_Exercise instructions_.
Can you copy the rows below, from the line with "ground, that would be wonderful." through the end of the rows, replacing "marker" with "pin" and changing nothing else?

_Record list_.

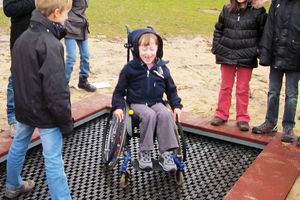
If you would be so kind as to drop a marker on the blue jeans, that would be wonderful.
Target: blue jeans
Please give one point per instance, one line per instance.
(10, 106)
(291, 96)
(83, 46)
(52, 151)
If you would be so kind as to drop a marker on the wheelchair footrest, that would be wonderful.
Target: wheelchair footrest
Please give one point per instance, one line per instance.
(156, 166)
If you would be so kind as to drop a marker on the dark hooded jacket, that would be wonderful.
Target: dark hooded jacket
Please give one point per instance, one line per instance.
(141, 85)
(237, 35)
(280, 43)
(20, 12)
(77, 25)
(42, 97)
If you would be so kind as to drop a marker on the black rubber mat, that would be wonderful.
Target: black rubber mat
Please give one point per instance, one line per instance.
(212, 168)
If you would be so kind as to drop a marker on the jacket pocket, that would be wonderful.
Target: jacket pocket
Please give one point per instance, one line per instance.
(296, 45)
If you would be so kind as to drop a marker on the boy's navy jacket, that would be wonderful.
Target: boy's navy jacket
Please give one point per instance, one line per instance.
(42, 97)
(20, 12)
(141, 85)
(237, 35)
(280, 43)
(77, 24)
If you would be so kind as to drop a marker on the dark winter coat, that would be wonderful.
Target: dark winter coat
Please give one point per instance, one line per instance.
(77, 25)
(280, 44)
(20, 12)
(141, 85)
(237, 35)
(42, 97)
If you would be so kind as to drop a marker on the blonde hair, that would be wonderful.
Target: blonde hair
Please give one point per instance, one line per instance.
(46, 7)
(146, 38)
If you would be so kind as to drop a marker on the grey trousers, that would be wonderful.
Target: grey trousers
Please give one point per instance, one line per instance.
(160, 117)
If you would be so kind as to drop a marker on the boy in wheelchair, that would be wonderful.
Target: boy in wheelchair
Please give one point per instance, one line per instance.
(144, 80)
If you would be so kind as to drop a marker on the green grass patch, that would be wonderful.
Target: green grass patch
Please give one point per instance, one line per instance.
(176, 17)
(169, 17)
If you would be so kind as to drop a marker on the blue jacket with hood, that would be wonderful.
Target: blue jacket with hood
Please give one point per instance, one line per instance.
(142, 85)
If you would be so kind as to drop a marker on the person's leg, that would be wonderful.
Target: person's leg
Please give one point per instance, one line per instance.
(275, 83)
(16, 156)
(84, 66)
(11, 117)
(52, 151)
(84, 52)
(147, 125)
(70, 57)
(227, 81)
(165, 131)
(291, 97)
(242, 93)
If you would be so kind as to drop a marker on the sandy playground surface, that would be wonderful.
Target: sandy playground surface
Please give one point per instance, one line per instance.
(191, 64)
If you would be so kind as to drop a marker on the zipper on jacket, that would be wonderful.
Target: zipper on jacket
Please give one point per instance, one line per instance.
(148, 84)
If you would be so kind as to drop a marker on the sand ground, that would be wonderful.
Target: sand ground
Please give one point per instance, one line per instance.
(191, 64)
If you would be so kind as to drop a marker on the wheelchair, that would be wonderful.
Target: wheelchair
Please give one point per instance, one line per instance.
(116, 140)
(117, 135)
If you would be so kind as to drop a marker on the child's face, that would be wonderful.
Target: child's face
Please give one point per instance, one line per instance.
(148, 52)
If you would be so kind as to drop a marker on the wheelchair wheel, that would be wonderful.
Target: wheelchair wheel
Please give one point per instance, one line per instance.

_Full answer_.
If you would be so kind as to drop a pin on the sand ground, that would be wonderful.
Target: sand ground
Please give one point per instance, one line per instance.
(191, 64)
If you would be so kind as to drop a pin on the wheelchair, that would be wonderful.
Target: wheelchair
Please give one point per instance, one line per instance.
(116, 140)
(117, 135)
If you would be so kind as to drop a pin on the child's face, that would be wonderful.
Target: child's face
Please give one point per instance, one line per instance.
(148, 52)
If you would be so kind as to drop a pin on the wheelchair wheel, that would be wonderful.
Target: wheelchair wheel
Please give one point per instance, one line per instance.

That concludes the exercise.